**Supplied text:**
START
However, it is not a good idea, it seems, to take this mess into the bedroom. Life admin, explains Sally Walford of Declutter Me, needs to be kept away from your sleep area.
"I never have paperwork or my computer in the bedroom,” Walford, who is a decluttering expert and author of The Declutter Monster, explains to Good Housekeeping. “I need to relax, and be in a calm environment.”
3. Things stored under the bed
Look, we can see the practicality of it, especially if you live somewhere lacking in great storage, but apparently, storing things under the bed is not great when it comes to your sleep and sense of relaxation in the bedroom. Maybe because although the floors have less clutter, you are still aware that all that stuff is there, just hidden under your bed.
Decluttering expert Vicky Silverthorn explains why drawers and boxes under the bed are a no-go for her. “I sleep better knowing there is clarity and a clear space below,” she explains. “So I purposely ordered a bed with no storage under it.
END
**Supplied information:**
START
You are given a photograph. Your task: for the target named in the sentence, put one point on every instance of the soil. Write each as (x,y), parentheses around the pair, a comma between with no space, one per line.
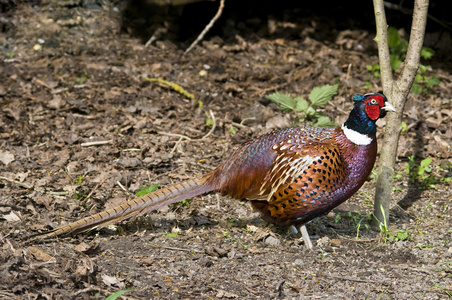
(72,74)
END
**Written problem 1:**
Please copy from the bedroom clutter text everything from "3. Things stored" down to "storage under it.".
**Written problem 2:**
In the bedroom clutter text, why does Sally Walford keep her paperwork and computer out of the bedroom? Answer in one to three sentences.
**Written problem 3:**
Answer these questions from the bedroom clutter text:
(a) What is the title of the book Sally Walford wrote?
(b) To which publication did Walford give her explanation?
(c) What kind of bed did Vicky Silverthorn order?

**Written response 1:**
3. Things stored under the bed
Look, we can see the practicality of it, especially if you live somewhere lacking in great storage, but apparently, storing things under the bed is not great when it comes to your sleep and sense of relaxation in the bedroom. Maybe because although the floors have less clutter, you are still aware that all that stuff is there, just hidden under your bed.
Decluttering expert Vicky Silverthorn explains why drawers and boxes under the bed are a no-go for her. “I sleep better knowing there is clarity and a clear space below,” she explains. “So I purposely ordered a bed with no storage under it.

**Written response 2:**
She keeps them out because she needs to relax and be in a calm environment there.

**Written response 3:**
(a) The Declutter Monster
(b) Good Housekeeping
(c) A bed with no storage under it